(Texto)
────────────────

EXECUÇÃO BASEADA EM SENTENÇA
FUNDAMENTOS DE OPOSIÇÃO
FACTO SUPERVENIENTE
Sumário


De harmonia com o princípio da utilidade a que estão submetidos todos os actos processuais, o exercício dos poderes de controlo da Relação sobre a decisão da matéria de facto da 1ª instância só se justifica se recair sobre factos com interesse para a decisão da causa.
O impedimento declarado por uma entidade pública, estranha à sentença exequenda e surgido depois de esta ser proferida, constitui acto superveniente que importa válida oposição à sentença de execução de prestação de facto positivo a que estavam obrigados os executados.

Texto Integral


ACORDAM OS JUÍZES NA 3ª SECÇÃO CÍVEL DO TRIBUNAL DA RELAÇÃO DE GUIMARÃES:

1. RELATÓRIO

Os executados (aqui Recorridos) deduziram oposição à execução, a qual teve por base uma decisão judicial.
Concluíram pedindo que seja declarada extinta a obrigação em causa com todas as consequências legais.
Notificados da p.i. de embargos de executado, apresentaram os exequentes (entre os quais a Recorrente) contestação, tendo concluído pela improcedência dos embargos de executado.
A final foi proferida sentença com o seguinte dispositivo:
“Em face do exposto, julgam-se procedentes, por provados, os presentes embargos de executado e, em consequência, determina-se a extinção dos autos executivos.

────────────────

(Listagem)
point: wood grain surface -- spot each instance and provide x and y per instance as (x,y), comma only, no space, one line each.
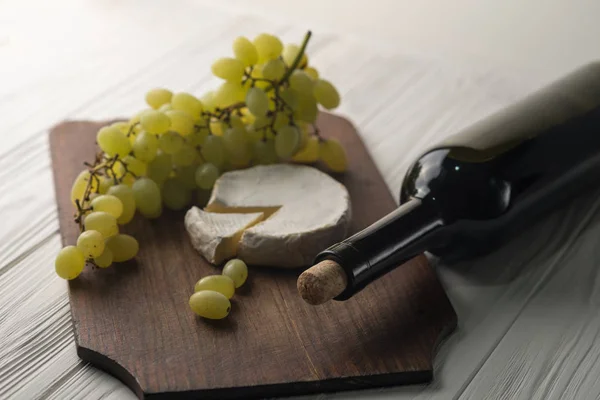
(133,319)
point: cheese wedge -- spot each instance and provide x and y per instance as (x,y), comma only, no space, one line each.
(216,236)
(305,212)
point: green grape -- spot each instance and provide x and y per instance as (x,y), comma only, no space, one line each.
(307,109)
(289,54)
(123,247)
(213,151)
(219,283)
(210,304)
(268,47)
(326,94)
(108,203)
(301,82)
(228,93)
(312,72)
(274,69)
(69,262)
(287,141)
(206,175)
(235,141)
(105,259)
(145,146)
(102,222)
(147,197)
(160,168)
(245,51)
(333,155)
(230,69)
(154,121)
(290,97)
(197,138)
(257,102)
(125,194)
(104,184)
(80,184)
(310,152)
(181,122)
(202,196)
(135,166)
(185,156)
(170,142)
(113,142)
(91,243)
(175,195)
(264,152)
(237,270)
(188,103)
(187,176)
(158,97)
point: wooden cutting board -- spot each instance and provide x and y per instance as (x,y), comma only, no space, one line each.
(133,319)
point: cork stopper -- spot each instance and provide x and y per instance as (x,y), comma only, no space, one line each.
(322,282)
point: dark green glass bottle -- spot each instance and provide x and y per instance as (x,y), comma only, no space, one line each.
(475,190)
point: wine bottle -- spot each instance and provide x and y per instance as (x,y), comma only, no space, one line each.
(472,192)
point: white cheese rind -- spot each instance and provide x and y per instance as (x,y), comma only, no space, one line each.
(314,212)
(216,236)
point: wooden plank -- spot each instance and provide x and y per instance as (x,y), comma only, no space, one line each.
(133,320)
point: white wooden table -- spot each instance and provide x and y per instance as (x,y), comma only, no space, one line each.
(528,315)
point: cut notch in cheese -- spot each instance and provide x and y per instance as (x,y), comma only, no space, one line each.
(216,235)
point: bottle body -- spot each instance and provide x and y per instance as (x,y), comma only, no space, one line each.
(474,191)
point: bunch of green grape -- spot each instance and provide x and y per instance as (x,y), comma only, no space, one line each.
(173,151)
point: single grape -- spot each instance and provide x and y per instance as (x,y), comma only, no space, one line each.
(312,72)
(154,121)
(91,243)
(80,184)
(264,152)
(333,155)
(69,262)
(185,156)
(105,259)
(307,109)
(289,54)
(158,97)
(206,175)
(125,194)
(181,122)
(257,101)
(102,222)
(170,142)
(188,103)
(326,94)
(160,168)
(213,151)
(147,197)
(145,146)
(237,270)
(274,69)
(108,203)
(229,93)
(287,141)
(175,195)
(310,152)
(301,82)
(268,47)
(210,304)
(123,247)
(219,283)
(230,69)
(113,142)
(245,51)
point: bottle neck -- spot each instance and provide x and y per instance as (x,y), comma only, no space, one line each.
(385,245)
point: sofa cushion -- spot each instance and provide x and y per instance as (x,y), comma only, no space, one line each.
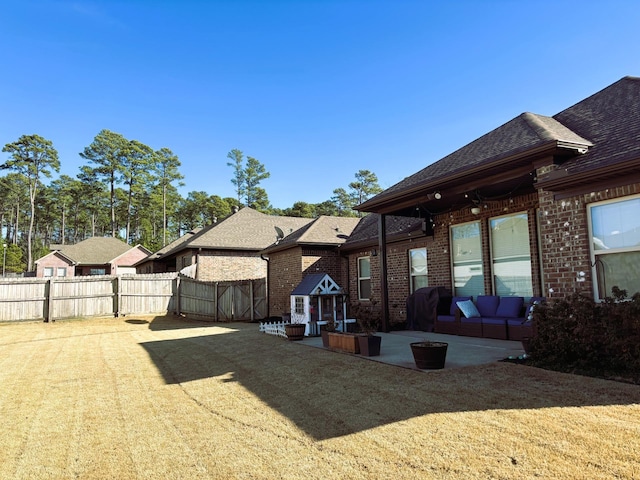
(454,304)
(468,309)
(532,302)
(495,320)
(510,307)
(487,305)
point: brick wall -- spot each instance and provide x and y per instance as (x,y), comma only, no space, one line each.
(218,266)
(438,254)
(285,273)
(287,268)
(564,236)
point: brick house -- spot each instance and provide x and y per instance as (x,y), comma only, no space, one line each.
(540,206)
(225,251)
(312,249)
(93,256)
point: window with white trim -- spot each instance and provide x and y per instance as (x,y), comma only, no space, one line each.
(511,255)
(418,268)
(614,231)
(364,278)
(466,259)
(299,305)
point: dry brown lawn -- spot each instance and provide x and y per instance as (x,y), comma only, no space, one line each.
(166,398)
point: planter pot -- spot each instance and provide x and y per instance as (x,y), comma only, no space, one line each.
(370,345)
(325,338)
(344,342)
(429,355)
(295,331)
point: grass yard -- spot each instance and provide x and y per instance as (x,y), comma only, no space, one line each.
(169,398)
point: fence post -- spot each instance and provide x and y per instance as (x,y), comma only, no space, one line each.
(251,300)
(215,301)
(116,297)
(49,301)
(178,294)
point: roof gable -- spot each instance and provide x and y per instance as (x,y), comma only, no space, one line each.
(95,250)
(323,231)
(317,284)
(611,119)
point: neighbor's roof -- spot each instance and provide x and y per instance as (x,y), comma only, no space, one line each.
(95,250)
(171,246)
(322,231)
(246,229)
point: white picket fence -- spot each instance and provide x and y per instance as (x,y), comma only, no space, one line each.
(274,328)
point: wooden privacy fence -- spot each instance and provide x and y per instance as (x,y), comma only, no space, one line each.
(58,298)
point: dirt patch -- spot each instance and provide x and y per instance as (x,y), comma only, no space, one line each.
(165,397)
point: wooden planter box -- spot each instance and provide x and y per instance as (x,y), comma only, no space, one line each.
(344,342)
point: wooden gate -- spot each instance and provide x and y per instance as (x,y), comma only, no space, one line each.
(223,301)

────────────────

(Exercícios)
- 1) Transcreva do acórdão, sem alterar nada, o trecho que começa em "De harmonia com" e termina em "decisão da causa.".
- 2) Segundo o acórdão, o que determinou a sentença final ao julgar procedentes os embargos de executado?
A listagem provém de outra fonte.

(Respostas)
- 1)
De harmonia com o princípio da utilidade a que estão submetidos todos os actos processuais, o exercício dos poderes de controlo da Relação sobre a decisão da matéria de facto da 1ª instância só se justifica se recair sobre factos com interesse para a decisão da causa.

- 2) A extinção dos autos executivos.